A block diagram for the reorder buffer is shown in Figure 2. The reorder buffer is split into 
two banks. Each bank contains four reorder buffer entries. Each entry has the following 
fields: 

Destination Register Identifier This field specifies the true destination register of the 
instruction before register renaming takes place. 

Destination Register Tag This field holds the renamed value of the destination register. 
Each Tag in the reorder buffer is unique so that every decoded instruction can be 
located by its tag. 

Data This field temporarily holds the results of the corresponding instruction which have 
been computed by the functional units. 

Valid This is a single bit field that defines whether the associated reorder buffer entry 
contains valid information. This field is set when instructions are entered into the 
reorder buffer, and cleared if the entire reorder buffer needs to be invalidated (ie. 
mispredicted branch). 

Current This is a single bit field which tracks the most recent instruction to update a 
destination register. As each destination register is entered into the reorder buffer, 
this bit is set for the entry, and the current bit of any other entries with the same 
destination register are reset.

Entries provided
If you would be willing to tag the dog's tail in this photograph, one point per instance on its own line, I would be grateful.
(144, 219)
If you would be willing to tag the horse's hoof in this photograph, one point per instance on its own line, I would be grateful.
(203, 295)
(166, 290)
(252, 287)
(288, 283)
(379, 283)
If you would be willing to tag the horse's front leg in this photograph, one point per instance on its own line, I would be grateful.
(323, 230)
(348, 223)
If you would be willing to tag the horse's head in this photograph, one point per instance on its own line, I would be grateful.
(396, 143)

* * *

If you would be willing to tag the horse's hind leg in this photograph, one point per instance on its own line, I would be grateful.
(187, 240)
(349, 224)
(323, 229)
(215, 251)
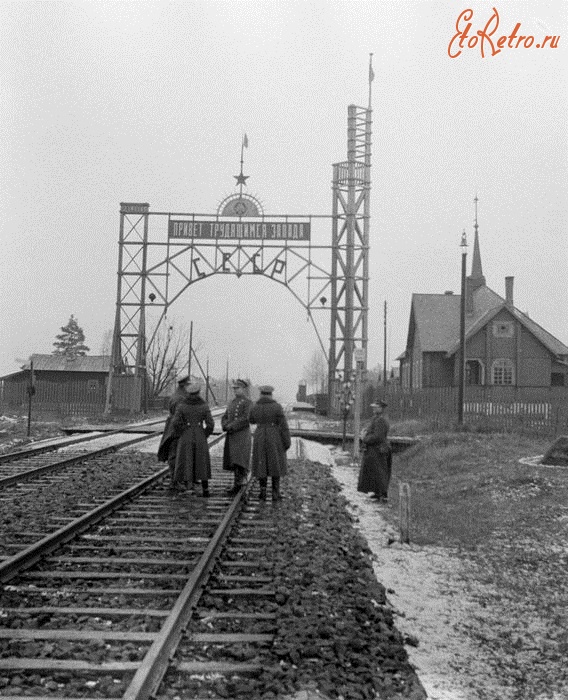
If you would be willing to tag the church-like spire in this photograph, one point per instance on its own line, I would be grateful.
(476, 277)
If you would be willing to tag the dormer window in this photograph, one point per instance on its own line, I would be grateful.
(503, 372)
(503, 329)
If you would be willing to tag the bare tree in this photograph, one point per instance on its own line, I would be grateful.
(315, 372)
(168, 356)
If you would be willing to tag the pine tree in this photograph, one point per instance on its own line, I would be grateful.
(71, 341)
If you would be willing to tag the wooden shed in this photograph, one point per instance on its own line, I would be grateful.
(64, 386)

---

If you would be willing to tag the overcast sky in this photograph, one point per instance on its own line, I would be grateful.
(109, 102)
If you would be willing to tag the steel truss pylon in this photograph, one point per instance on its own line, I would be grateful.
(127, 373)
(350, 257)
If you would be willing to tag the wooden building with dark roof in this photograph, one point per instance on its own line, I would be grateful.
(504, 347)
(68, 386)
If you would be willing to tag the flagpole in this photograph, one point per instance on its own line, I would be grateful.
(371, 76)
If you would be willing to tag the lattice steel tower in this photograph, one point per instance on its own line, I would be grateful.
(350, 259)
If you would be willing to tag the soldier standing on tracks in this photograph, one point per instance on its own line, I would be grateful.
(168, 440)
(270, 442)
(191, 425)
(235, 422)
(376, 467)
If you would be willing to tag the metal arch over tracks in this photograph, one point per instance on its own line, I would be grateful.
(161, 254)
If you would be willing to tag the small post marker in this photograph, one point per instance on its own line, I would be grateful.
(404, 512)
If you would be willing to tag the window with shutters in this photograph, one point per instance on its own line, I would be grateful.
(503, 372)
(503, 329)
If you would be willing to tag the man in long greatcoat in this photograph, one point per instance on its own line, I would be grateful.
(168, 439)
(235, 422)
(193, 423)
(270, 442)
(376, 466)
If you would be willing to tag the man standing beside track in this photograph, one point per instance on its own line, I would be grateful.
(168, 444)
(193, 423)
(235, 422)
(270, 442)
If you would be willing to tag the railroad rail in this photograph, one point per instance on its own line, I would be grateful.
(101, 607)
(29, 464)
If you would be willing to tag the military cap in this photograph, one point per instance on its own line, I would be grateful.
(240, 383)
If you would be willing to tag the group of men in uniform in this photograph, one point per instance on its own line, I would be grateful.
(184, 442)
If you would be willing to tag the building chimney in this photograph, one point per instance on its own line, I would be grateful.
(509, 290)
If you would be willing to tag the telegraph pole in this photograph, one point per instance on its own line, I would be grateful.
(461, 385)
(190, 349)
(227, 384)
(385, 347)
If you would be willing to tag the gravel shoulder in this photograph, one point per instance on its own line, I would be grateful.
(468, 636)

Exercise tasks
**1)** According to the reorder buffer description, how many entries does each bank hold?
**2)** Continue the reorder buffer description from its last sentence onward.

Results by task
**1)** Four reorder buffer entries.

**2)**
Ready This is a single bit field that is set when an instruction entry in the reorder buffer 
has completed execution by a functional unit. It signifies that the result of the corre- 
sponding instruction is ready to write back to the register file. 

One entry from the instruction decoder can be written to each bank every cycle. The first 
instruction in the decoder is always written to the first reorder buffer bank, and the second 
instruction is written to the second reorder buffer bank. One result can be read from each 
bank every cycle from the bottom of the reorder buffer, and the entries will be shifted out of 
the reorder buffer if a shift is requested by the instruction decoder for incoming instructions. 
FIFO operation of the reorder buffer is achieved by shifting all the fields of each reorder 
buffer entry down one row. Both of the banks shift together so that when entries reach the 
bottom, they are paired with the same entry with which they entered the reorder buffer.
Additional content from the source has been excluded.